§ **Material shown**
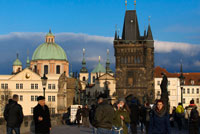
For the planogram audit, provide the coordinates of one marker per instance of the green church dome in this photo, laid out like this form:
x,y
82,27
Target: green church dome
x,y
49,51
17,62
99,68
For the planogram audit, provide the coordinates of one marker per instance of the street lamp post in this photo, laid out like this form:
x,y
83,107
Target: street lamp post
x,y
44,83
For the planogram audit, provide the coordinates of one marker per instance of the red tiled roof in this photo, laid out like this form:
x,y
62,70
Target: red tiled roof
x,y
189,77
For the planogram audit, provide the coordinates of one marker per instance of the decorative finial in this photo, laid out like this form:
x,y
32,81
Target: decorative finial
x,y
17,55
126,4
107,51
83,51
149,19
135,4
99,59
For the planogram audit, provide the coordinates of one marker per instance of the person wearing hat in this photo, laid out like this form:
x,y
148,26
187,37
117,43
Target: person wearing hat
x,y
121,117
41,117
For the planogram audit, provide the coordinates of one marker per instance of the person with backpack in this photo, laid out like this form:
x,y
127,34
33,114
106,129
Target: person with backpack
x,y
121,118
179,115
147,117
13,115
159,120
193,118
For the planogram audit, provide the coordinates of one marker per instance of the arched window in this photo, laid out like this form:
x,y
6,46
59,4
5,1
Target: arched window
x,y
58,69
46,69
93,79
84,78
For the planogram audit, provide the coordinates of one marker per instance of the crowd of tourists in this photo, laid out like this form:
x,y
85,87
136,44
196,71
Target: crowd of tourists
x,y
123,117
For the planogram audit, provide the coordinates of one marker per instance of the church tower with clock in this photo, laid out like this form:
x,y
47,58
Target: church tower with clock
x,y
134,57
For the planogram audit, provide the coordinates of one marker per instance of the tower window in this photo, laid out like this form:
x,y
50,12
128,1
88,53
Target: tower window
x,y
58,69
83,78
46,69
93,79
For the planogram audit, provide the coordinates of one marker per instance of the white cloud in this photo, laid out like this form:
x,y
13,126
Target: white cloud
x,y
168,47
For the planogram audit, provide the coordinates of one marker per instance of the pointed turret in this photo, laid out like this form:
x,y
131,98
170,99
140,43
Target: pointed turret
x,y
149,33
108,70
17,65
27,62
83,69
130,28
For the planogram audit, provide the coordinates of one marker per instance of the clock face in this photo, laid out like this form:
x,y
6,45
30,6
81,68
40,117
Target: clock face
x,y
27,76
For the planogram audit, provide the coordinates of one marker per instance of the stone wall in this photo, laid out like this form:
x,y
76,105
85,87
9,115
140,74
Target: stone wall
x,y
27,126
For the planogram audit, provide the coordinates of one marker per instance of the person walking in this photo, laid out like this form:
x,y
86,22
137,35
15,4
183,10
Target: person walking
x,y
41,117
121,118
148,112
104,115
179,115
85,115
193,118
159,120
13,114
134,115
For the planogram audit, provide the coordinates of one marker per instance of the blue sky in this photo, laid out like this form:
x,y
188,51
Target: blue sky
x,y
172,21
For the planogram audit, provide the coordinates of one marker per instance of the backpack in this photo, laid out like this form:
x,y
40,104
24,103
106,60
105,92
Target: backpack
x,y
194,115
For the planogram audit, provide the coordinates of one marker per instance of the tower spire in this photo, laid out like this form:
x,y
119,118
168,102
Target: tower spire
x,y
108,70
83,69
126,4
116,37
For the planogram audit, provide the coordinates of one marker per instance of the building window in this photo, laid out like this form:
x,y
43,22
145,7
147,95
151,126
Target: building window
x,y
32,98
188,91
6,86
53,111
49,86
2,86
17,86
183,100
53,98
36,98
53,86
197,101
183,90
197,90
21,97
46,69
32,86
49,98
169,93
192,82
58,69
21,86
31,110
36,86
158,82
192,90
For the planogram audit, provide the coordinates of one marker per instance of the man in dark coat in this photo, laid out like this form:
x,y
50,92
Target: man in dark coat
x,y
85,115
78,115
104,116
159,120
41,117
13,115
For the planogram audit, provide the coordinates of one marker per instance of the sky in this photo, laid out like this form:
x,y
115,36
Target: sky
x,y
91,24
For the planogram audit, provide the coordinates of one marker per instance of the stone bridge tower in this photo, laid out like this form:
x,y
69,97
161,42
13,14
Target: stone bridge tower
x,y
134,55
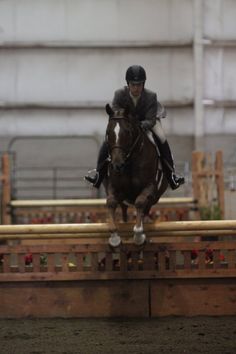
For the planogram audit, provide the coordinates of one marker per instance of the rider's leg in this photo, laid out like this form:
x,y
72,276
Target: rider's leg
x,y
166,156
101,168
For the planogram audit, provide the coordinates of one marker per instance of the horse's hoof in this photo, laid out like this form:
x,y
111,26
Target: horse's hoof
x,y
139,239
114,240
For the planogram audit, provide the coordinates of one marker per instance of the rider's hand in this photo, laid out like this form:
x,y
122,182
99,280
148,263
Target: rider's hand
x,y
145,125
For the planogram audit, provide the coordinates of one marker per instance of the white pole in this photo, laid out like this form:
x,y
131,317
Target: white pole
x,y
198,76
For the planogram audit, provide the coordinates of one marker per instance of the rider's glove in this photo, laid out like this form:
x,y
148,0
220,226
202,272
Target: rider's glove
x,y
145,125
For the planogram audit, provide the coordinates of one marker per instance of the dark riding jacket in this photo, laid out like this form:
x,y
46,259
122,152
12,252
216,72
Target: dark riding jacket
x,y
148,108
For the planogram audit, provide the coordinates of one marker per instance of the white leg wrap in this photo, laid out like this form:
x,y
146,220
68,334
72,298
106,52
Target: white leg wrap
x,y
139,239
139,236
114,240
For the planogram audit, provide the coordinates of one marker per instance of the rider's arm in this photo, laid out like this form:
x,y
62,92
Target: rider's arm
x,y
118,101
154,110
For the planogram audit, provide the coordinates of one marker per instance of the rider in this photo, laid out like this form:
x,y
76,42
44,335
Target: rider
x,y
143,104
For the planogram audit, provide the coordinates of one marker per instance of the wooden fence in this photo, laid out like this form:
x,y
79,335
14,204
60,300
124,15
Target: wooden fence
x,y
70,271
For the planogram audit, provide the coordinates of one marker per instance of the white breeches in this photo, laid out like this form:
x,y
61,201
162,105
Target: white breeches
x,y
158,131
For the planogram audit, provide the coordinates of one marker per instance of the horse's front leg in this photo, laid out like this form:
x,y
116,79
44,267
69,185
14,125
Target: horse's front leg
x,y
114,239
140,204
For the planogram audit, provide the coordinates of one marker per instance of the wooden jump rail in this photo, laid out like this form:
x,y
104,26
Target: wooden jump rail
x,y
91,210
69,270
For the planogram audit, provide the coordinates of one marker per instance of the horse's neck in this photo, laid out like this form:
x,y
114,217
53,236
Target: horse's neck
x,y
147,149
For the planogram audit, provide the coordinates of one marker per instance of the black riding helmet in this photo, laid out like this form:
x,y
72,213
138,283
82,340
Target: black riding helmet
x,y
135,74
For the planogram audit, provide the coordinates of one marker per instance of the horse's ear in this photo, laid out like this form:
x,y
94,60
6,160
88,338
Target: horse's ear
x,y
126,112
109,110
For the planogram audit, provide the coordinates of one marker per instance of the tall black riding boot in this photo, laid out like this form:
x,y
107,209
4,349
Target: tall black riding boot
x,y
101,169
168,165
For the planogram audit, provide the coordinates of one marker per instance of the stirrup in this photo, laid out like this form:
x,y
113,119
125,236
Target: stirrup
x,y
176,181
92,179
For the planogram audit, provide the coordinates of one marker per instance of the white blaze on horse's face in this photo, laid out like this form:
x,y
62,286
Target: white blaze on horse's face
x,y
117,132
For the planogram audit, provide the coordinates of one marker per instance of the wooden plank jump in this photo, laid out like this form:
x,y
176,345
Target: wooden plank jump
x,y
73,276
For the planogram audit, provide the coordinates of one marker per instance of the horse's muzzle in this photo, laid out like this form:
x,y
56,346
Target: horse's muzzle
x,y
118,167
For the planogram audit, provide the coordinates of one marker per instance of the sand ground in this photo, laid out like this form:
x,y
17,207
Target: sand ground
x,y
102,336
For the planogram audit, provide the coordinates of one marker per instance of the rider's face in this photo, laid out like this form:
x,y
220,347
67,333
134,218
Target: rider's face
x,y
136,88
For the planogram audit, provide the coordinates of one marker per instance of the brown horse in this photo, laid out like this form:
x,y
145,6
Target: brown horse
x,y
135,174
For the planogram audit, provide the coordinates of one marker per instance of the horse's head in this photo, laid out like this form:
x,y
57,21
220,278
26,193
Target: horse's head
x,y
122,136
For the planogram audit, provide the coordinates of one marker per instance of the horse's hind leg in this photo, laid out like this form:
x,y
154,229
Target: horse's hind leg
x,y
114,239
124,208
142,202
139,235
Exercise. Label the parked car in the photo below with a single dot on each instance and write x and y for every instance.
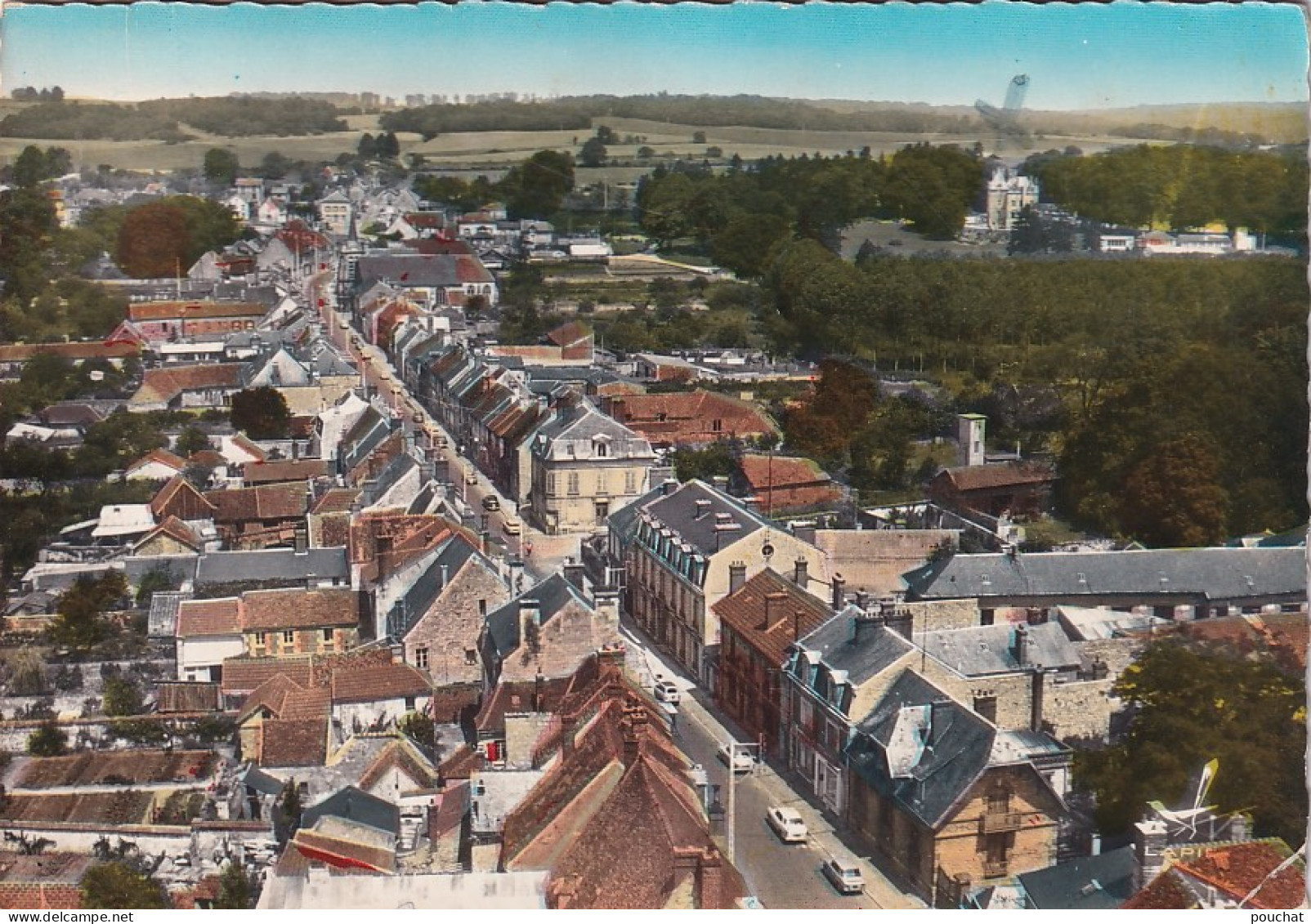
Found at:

§ **What this task involves**
Pictures stay out; reproduce exactly the lines from the one containing "the horse's hind" through the last line of the listing, both included.

§ **Answer box**
For the planogram audit, provide the coordinates of one marker per instance of the horse's hind leg in this photo, laid out like this form:
x,y
154,229
Target: horse's hind leg
x,y
114,239
124,208
142,202
139,235
Exercise. Label the parked car in the photo below with a single dot on each instance and write x and y for every instance.
Found at:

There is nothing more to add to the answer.